• _SUPPLIED TEXT_
»»

Title: Re: I have a question for those on here about plans when the time comes....
Post by: Hestecrefter on September 11, 2015, 10:59:31 PM
Fair enough bcnorth.  I was not really pressing for an apology, but you just seemed a tad quick on the trigger to take issue with what I considered to be fairly innocuous comments.  I am not altogether immune to the same weakness from time to time, so I cannot be too critical of you on that score.

You are right about the Law Society offering the PLTC yearly, but it is not open to lawyers.  It is part of the training of new lawyers, in conjunction with articling.  Ongoing training for lawyers falls primarily to the Continuing Legal Education Society of B.C.  All lawyers in the province must enroll in a minimum number of courses each year.  CLE also publishes in all areas of the law, so lawyers always have fresh material available to study.  I am sure that most of it is available to non-lawyers as well, if they have the interest and are willing to pay for the materials.

For myself, I have never really practiced family law, at least not since I was a young buck first at the bar, with little choice but to take on all files that came through the door.  But I am very familiar with the new statute and case law due to my current employment, here in BC.  I also worked in the US for a few years, as an advisor on one or two somewhat esoteric areas of the law, with cross-border issues involved.

Lei, you asked:
Quote
My question, if a foreigner died in the Philippines while on vacation and has no resources and no family or family is not obligated to pay for the expenses to repatriate cremate bury the body, why should we poor Filipinos have the burden of having to deal/pay for it. Now that reminds me to see the city government/official for help/advice as you could be right, the Austrian or Canadian government might not be able to help. But if this happened in my hometown in the province, with or without death certificate, out of respect, we are going to bury the dead. It's sad and an outrage that a dead body should be kept hostage due to lack of money or unable to pay his bills.

««

• _EXERCISES_
a – Do the following statements agree with the forum post? For each, answer yes or no and quote the words of the post that decide it.
(i) The PLTC offered by the Law Society is open to practicing lawyers.
(ii) All lawyers in the province must enroll in a minimum number of courses each year.
(iii) The writer worked in the US for a few years.
b – Proceed with the forum post from the point where it stops.

• _RECORDED DATA_
»»

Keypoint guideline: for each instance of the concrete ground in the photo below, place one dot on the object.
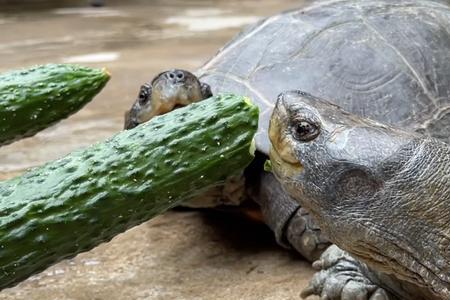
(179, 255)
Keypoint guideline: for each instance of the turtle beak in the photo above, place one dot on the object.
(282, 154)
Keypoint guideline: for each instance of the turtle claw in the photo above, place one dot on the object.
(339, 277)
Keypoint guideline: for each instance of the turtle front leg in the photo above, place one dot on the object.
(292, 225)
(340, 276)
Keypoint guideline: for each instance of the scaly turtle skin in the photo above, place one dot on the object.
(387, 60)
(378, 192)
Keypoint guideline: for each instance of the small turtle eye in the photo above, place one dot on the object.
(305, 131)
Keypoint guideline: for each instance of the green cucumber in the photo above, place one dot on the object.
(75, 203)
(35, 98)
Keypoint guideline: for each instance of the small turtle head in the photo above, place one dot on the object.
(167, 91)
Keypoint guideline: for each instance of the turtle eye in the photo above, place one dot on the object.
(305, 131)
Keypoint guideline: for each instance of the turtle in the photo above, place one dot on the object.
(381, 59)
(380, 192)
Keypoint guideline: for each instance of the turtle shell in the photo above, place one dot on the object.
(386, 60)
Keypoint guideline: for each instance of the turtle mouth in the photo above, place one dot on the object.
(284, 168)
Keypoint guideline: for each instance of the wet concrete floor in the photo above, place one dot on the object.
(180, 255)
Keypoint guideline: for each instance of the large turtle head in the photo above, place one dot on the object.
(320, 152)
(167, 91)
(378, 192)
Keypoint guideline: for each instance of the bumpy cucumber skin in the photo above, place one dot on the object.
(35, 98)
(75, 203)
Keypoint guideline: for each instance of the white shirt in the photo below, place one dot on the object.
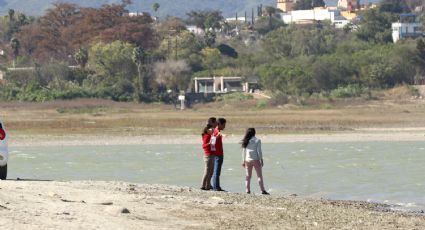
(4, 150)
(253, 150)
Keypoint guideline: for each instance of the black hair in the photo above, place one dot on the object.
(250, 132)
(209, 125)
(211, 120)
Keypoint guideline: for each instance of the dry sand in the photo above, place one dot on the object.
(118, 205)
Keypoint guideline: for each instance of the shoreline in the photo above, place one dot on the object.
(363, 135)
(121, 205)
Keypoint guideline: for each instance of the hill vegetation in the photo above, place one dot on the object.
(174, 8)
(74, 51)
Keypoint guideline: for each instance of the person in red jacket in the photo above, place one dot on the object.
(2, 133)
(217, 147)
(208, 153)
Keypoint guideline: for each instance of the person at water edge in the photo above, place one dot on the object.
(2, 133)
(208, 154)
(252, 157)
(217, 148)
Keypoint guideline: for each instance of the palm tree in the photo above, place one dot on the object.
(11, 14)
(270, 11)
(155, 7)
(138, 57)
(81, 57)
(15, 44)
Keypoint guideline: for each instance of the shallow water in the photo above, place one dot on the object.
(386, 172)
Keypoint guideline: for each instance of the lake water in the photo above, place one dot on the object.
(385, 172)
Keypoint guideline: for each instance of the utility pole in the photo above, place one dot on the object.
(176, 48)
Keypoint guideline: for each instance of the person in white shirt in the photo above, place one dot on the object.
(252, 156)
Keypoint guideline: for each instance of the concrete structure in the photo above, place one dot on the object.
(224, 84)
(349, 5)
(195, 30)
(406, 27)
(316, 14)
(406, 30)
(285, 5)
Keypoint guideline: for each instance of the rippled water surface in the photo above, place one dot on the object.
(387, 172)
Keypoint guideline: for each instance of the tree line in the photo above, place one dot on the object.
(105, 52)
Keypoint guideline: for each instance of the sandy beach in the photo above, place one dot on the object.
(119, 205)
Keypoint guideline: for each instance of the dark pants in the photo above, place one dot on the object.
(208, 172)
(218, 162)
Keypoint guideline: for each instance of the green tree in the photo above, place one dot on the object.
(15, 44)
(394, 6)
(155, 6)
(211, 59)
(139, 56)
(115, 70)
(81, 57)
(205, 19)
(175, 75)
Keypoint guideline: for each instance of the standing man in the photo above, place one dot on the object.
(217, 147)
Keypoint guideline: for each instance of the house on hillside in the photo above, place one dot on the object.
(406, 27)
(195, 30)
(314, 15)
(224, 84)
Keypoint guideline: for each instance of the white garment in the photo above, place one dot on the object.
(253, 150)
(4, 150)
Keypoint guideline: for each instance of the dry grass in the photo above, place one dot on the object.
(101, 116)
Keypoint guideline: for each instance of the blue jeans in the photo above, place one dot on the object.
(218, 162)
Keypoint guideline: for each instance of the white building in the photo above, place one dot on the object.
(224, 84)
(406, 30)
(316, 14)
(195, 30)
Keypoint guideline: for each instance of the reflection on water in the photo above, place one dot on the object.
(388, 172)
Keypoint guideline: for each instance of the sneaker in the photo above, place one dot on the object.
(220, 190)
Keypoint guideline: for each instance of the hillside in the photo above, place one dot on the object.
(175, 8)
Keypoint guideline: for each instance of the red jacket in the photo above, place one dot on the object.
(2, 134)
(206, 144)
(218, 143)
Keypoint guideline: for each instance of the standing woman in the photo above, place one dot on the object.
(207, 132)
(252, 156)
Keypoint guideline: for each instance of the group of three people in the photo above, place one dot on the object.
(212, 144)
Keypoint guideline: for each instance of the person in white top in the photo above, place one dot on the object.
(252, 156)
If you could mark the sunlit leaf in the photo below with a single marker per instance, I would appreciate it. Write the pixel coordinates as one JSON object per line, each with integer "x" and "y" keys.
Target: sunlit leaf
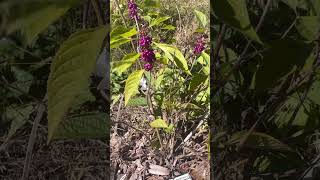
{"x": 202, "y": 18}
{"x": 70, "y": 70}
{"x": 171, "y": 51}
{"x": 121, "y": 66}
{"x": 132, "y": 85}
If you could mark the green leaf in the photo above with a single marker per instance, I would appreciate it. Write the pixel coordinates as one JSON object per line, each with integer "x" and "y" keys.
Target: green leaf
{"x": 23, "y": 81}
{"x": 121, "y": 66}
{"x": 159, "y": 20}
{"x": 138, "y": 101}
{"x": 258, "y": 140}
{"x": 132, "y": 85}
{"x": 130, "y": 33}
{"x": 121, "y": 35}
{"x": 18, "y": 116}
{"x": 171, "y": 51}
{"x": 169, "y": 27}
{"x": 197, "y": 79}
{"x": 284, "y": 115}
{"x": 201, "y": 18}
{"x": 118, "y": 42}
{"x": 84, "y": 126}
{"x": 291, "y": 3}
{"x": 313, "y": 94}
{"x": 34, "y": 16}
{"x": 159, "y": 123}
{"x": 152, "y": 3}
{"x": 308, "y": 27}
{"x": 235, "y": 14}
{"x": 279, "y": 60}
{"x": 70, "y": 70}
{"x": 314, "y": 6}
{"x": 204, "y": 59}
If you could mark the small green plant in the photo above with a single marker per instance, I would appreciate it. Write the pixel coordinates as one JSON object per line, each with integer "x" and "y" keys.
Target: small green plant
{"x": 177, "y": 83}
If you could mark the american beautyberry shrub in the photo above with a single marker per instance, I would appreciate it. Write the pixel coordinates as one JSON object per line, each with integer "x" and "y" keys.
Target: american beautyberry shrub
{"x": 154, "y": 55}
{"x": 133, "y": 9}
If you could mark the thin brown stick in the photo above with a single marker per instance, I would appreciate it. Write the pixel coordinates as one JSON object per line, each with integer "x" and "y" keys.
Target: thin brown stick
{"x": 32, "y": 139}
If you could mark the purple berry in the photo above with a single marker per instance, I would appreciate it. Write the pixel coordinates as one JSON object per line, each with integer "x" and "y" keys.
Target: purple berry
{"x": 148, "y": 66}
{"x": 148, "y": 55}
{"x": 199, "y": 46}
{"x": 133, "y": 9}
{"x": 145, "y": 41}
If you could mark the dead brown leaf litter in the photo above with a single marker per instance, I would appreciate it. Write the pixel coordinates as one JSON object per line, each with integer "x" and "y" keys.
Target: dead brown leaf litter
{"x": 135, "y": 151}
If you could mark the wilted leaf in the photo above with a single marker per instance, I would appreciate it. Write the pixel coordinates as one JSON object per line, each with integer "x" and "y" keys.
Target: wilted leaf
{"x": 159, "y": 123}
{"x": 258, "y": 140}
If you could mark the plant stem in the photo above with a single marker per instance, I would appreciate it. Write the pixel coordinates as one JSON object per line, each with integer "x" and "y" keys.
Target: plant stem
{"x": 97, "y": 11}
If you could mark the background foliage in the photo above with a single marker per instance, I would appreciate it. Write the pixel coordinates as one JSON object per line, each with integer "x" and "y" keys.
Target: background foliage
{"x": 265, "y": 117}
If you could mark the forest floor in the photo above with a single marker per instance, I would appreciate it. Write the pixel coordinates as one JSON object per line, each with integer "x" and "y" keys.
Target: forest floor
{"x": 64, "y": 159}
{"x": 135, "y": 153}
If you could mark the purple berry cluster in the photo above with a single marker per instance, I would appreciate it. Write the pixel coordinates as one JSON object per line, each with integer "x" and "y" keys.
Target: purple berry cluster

««

• _YOUR RESPONSES_
a –
(i) No: "but it is not open to lawyers."
(ii) Yes: "All lawyers in the province must enroll in a minimum number of courses each year."
(iii) Yes: "I also worked in the US for a few years"

b –
I suppose you raise an interesting question of international comity.  Should it be the case that "rich" countries must pay for the foibles of their citizens/permanent residents abroad in "poor" countries?  How should "rich" and "poor" be defined?  What expenses should be covered?  Medical bills?  To what extent?  Funerals?  Unpaid hotel/accommodation bills?  What level of proof should be required to show indigence on the part of the person whose bills are sought to be compensated?  Should someone be able to call an embassy and simply report such and such to be the case and the money comes jingling down the chute?  Does the rich country send an investigator?  Such vexing questions!  Let's go further and posit that a citizen of a rich country murders the head of a family in a poor country.  Should the rich country compensate the poor family for the criminal/tortious acts of its citizen?  How far should we extend vicarious liability?



Edited by Steve: Fixed the quote...
Title: Re: I have a question for those on here about plans when the time comes....
Post by: Lei on September 12, 2015, 07:49:57 AM
Thank you all for the comments/advice generated from my post. Time out for me.